[Prompt]:
Apart from the images, the entire listing below must be restated word for word.
[[ Data supplied open ]]
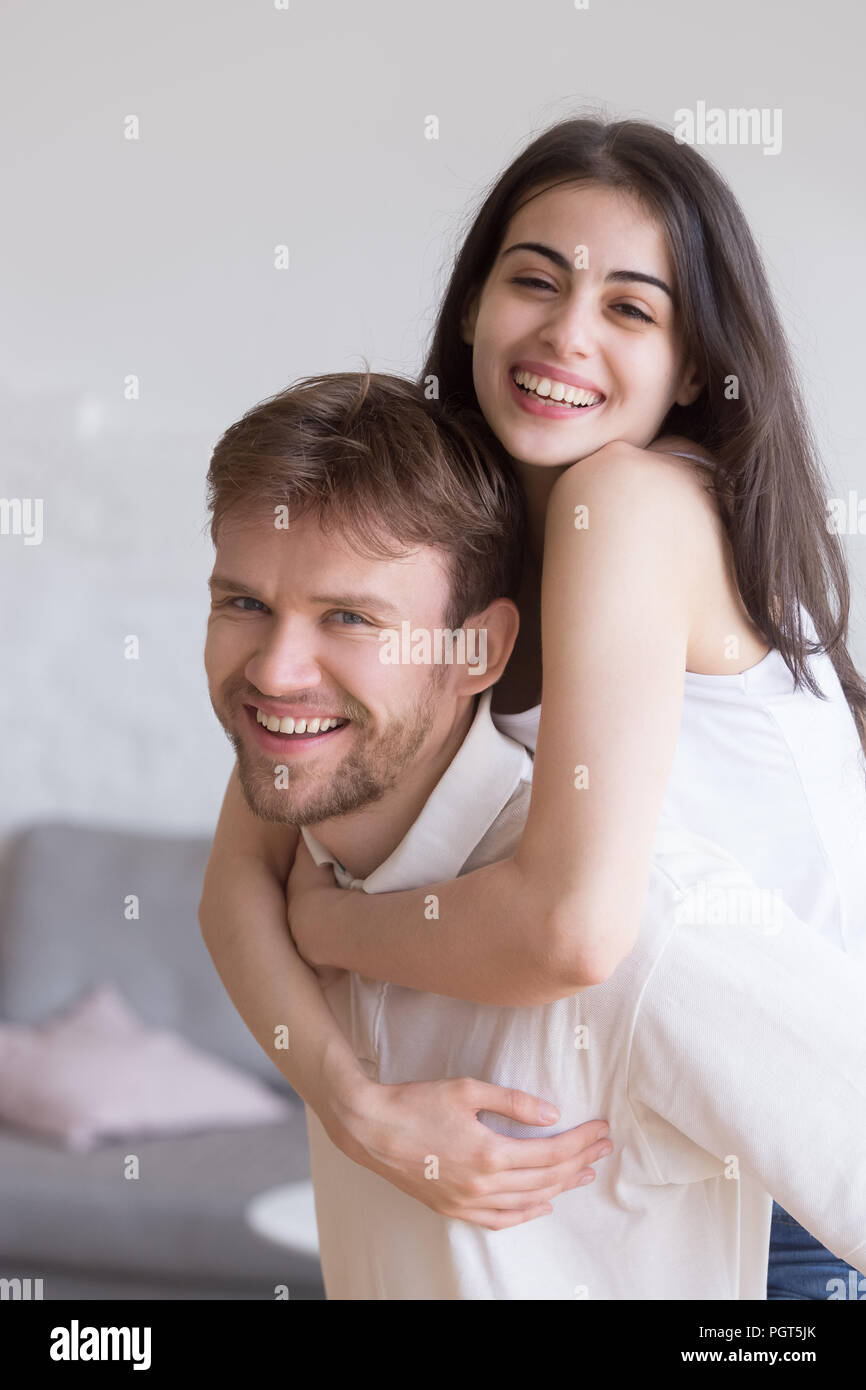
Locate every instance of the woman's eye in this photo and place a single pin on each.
(634, 312)
(530, 280)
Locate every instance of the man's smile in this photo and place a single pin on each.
(289, 736)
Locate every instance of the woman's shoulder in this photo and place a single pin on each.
(676, 495)
(656, 477)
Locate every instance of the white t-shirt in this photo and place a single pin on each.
(730, 1062)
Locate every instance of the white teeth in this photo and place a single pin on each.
(558, 391)
(295, 726)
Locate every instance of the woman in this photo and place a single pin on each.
(694, 665)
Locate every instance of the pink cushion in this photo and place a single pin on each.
(97, 1072)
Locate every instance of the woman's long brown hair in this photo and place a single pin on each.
(769, 481)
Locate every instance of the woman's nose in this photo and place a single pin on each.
(572, 330)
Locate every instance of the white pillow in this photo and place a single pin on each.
(96, 1073)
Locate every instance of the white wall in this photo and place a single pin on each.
(154, 257)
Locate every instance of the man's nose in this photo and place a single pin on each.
(285, 660)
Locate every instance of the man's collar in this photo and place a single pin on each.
(460, 809)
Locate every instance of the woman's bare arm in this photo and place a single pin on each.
(243, 923)
(622, 585)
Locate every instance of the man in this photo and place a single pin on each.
(722, 1055)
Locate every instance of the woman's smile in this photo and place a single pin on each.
(552, 396)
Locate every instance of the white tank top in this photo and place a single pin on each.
(774, 776)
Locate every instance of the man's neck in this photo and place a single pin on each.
(366, 837)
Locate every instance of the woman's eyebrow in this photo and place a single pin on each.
(563, 263)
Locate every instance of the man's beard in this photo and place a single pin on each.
(363, 774)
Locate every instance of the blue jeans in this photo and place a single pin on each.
(802, 1268)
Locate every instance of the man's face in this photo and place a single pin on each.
(293, 633)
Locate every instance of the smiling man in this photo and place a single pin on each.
(391, 521)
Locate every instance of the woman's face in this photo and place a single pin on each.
(576, 306)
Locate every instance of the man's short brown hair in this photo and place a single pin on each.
(387, 469)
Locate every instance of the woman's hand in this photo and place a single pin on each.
(426, 1139)
(307, 891)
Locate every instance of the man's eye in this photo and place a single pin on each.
(346, 613)
(246, 599)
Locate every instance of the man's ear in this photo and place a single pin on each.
(691, 385)
(467, 321)
(489, 641)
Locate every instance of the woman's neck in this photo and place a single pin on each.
(537, 485)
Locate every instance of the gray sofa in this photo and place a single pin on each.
(70, 1218)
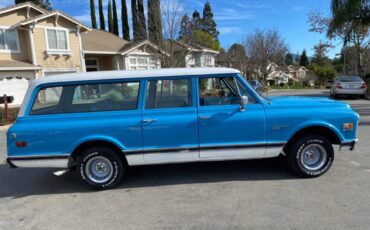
[[ Data supplied closed ]]
[Task solution]:
Locate every instance of the woman's eye in this photo and place a single pin on each.
(634, 312)
(530, 280)
Locate every instance of the man's smile in this photo and place a single pin on each.
(289, 736)
Locate every instance of the woman's shoulder in this photo and place a single pin on each.
(676, 495)
(656, 477)
Locate every instance of the white t-shirt in this photo and place a single pin on each.
(730, 1062)
Locate every instance of the white teeth in this photo and place a single pin on each.
(558, 391)
(295, 726)
Locate every instance of the woman in this photo and place a single pin on each.
(694, 665)
Locate every instance of the pink cushion in this photo and place a single pin on each.
(97, 1072)
Locate every instance of the woman's long brown hair in this photo and place a single pin on each.
(769, 481)
Locate every instance of the woman's nose in this photo and place a single pin on each.
(572, 330)
Locate every instance of the white pillow in this photo and place a single pin on each.
(96, 1073)
Locate every instance of the white wall in this photo and place a single pin on each.
(154, 257)
Locate every instance of the man's nose in this photo and place a single pin on each.
(285, 660)
Locate every instance of the man's collar in this photo and place a single pin on each.
(460, 809)
Locate every instance of the woman's bare arm in this photo and place a single pin on each.
(243, 923)
(622, 585)
Locate every instance of the man in this photo and place a single pin on each.
(722, 1055)
Locate every instance of the woman's smile in this photo and place a single pin on each.
(552, 396)
Locate every instance of the white tank top in this photo and place a single pin on each.
(774, 776)
Locate every instance of the man's neck in this photo and place a single pin on each.
(366, 837)
Locate every instance of the woman's eyebrow in this photo and place a single pin on each.
(563, 263)
Locate every instance of the man's beard in this photo and place a single pin on each.
(363, 774)
Locate every instance of the blue jeans in this photo and place a single pin on each.
(802, 1268)
Locate every instance of the man's face in this photo and place a single pin on each.
(293, 633)
Locate every instance of the smiling man in this photo and place a single pin on each.
(391, 521)
Locate every instance of the woman's face in this photo and place a single pin on each.
(576, 306)
Locate every instance of the man's short brown hair in this photo and place a single pin on each.
(387, 469)
Locate every instance of the woman's hand in this photo and place a single pin on each.
(426, 1139)
(307, 891)
Locate every instance of the man's eye in this photo and place a single pin on each.
(346, 613)
(246, 599)
Locate every instance of the man's ear in this photo and place a single pin on each.
(691, 385)
(467, 321)
(489, 641)
Locate every instance of the woman's neck in this photo and place a single pin on each.
(537, 485)
Locate every instance of the gray sofa in this photo and place a single pin on each.
(70, 1218)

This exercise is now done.